*Aim*
Reproduce verbatim the lines of the entries below, beginning at the line that contains "Give the mask of every instance of the mullein" and continuing through the final line of the entries.

· · · · · · ·

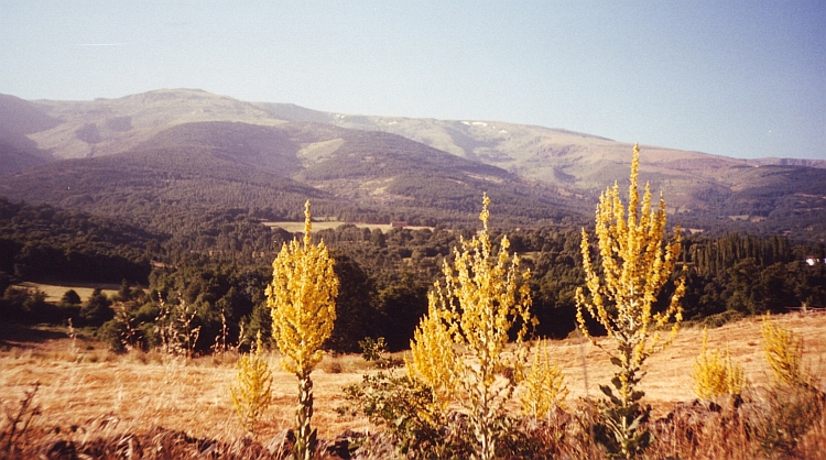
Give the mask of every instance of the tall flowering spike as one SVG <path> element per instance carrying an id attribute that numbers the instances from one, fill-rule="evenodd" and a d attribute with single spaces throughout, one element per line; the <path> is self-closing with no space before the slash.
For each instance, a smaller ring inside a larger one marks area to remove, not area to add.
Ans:
<path id="1" fill-rule="evenodd" d="M 507 237 L 499 252 L 492 251 L 489 204 L 486 194 L 479 215 L 482 231 L 470 241 L 461 240 L 453 264 L 444 263 L 445 282 L 436 282 L 427 297 L 427 315 L 411 341 L 409 366 L 443 406 L 456 402 L 468 410 L 480 459 L 493 457 L 497 417 L 523 380 L 525 336 L 535 322 L 530 313 L 530 272 L 520 272 L 519 256 L 508 253 Z M 511 332 L 515 341 L 506 352 Z"/>
<path id="2" fill-rule="evenodd" d="M 303 244 L 296 239 L 284 243 L 272 263 L 267 305 L 272 314 L 272 335 L 284 354 L 281 365 L 298 377 L 295 458 L 308 460 L 316 446 L 315 430 L 309 427 L 313 416 L 309 374 L 323 358 L 322 344 L 333 333 L 338 278 L 324 241 L 312 243 L 309 200 L 304 217 Z"/>
<path id="3" fill-rule="evenodd" d="M 640 149 L 634 145 L 628 208 L 622 204 L 617 184 L 599 197 L 595 232 L 601 273 L 594 266 L 588 234 L 583 230 L 583 267 L 590 295 L 586 296 L 582 288 L 576 293 L 577 322 L 583 333 L 588 336 L 584 315 L 584 311 L 588 311 L 616 344 L 616 351 L 602 349 L 619 366 L 617 379 L 613 380 L 619 395 L 613 397 L 608 386 L 604 386 L 602 391 L 613 398 L 611 401 L 619 402 L 609 418 L 616 418 L 615 436 L 621 446 L 618 453 L 626 457 L 634 454 L 645 443 L 644 436 L 637 434 L 637 424 L 633 424 L 635 410 L 632 410 L 642 397 L 642 392 L 635 391 L 642 379 L 640 371 L 649 355 L 676 336 L 682 320 L 680 299 L 685 293 L 681 278 L 676 282 L 669 307 L 661 313 L 652 311 L 660 289 L 675 269 L 681 240 L 678 227 L 674 239 L 671 242 L 665 240 L 666 215 L 662 195 L 659 207 L 652 208 L 651 187 L 646 184 L 640 201 L 637 183 L 639 165 Z M 660 331 L 669 324 L 672 324 L 670 337 L 661 338 Z"/>

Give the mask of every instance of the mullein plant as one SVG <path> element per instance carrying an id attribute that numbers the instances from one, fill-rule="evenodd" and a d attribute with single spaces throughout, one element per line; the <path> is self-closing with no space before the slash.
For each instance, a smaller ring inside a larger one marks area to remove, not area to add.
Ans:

· · · · · · ·

*Result below*
Give the mask of every instance of the mullein plant as one SVG <path> element per instance carrying an id attribute that numbers the instances from one, fill-rule="evenodd" and a d attribute with single spaces throughout, one element per line; the <path> is self-closing with no space before the slash.
For each instance, a smaller ring inside a larger one marks area to remove, not area to add.
Ans:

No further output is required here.